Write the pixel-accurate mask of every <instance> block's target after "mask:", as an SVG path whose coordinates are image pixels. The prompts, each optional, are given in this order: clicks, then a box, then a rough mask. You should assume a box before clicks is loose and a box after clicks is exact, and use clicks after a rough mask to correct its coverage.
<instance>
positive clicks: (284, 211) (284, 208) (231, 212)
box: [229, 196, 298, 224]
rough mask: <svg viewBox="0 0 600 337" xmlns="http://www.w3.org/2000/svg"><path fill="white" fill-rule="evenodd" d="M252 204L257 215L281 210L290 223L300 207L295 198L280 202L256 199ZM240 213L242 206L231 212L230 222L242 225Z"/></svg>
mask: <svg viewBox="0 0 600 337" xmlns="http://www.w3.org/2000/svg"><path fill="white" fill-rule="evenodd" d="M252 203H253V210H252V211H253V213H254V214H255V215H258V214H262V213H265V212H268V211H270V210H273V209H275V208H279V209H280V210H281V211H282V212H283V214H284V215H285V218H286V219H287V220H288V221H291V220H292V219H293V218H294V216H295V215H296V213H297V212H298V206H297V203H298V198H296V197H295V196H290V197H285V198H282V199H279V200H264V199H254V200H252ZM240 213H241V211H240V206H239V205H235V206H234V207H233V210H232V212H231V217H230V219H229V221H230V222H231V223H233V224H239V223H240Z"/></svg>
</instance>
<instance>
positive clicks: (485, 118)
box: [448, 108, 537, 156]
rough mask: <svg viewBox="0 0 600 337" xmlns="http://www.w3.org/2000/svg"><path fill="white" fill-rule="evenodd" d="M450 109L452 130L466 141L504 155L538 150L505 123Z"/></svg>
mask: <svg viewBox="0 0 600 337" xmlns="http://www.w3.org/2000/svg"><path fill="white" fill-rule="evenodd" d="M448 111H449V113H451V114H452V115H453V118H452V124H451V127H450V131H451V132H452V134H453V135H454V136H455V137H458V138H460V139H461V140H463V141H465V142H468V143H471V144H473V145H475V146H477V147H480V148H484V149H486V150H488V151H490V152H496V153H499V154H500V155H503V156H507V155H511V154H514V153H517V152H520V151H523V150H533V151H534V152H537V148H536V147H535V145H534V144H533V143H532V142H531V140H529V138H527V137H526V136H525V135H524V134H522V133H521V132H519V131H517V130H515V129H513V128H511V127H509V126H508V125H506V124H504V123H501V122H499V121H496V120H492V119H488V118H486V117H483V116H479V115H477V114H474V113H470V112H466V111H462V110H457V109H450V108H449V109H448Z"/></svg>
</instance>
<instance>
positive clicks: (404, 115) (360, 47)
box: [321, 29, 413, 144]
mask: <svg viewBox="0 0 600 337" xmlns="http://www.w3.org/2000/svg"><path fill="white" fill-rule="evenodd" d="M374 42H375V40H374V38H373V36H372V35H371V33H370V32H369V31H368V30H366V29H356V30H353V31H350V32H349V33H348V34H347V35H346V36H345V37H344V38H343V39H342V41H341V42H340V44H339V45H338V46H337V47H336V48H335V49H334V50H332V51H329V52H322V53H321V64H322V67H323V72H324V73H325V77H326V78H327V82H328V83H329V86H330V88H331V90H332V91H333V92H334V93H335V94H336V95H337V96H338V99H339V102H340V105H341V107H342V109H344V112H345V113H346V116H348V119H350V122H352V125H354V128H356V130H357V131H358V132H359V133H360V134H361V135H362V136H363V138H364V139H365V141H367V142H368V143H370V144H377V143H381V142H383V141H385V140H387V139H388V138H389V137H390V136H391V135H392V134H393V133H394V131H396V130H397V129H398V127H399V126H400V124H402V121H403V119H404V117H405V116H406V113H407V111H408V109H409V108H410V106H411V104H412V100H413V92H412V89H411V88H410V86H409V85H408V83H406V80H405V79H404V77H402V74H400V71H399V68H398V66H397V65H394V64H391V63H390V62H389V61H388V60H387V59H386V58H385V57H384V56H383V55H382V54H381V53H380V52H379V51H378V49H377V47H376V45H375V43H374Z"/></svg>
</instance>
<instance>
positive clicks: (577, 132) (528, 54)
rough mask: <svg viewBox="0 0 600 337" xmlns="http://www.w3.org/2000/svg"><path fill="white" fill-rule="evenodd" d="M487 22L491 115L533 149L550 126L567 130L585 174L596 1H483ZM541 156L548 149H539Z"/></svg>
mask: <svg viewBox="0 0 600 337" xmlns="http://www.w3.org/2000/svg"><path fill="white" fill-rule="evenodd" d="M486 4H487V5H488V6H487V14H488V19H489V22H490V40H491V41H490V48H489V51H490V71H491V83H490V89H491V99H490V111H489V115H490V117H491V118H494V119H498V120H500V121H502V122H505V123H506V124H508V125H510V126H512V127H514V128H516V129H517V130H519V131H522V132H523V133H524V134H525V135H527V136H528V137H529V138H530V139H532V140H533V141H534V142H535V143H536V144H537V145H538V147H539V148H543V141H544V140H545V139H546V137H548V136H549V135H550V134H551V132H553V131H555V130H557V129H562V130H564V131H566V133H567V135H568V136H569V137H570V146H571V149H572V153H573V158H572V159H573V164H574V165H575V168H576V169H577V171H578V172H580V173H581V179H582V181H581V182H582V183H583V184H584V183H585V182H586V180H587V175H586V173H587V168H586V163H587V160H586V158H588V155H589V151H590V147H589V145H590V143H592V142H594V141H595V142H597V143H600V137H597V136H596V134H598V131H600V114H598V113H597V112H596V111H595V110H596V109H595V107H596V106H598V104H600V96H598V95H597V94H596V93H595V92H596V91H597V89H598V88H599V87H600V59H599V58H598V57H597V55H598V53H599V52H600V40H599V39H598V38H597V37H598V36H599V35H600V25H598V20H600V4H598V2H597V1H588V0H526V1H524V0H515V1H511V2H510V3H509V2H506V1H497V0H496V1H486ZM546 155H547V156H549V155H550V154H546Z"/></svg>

—————

Would you copy out every line in the records that includes the string "positive"?

positive clicks: (284, 211) (284, 208) (231, 212)
positive clicks: (485, 118)
positive clicks: (404, 115) (360, 47)
positive clicks: (577, 132) (528, 54)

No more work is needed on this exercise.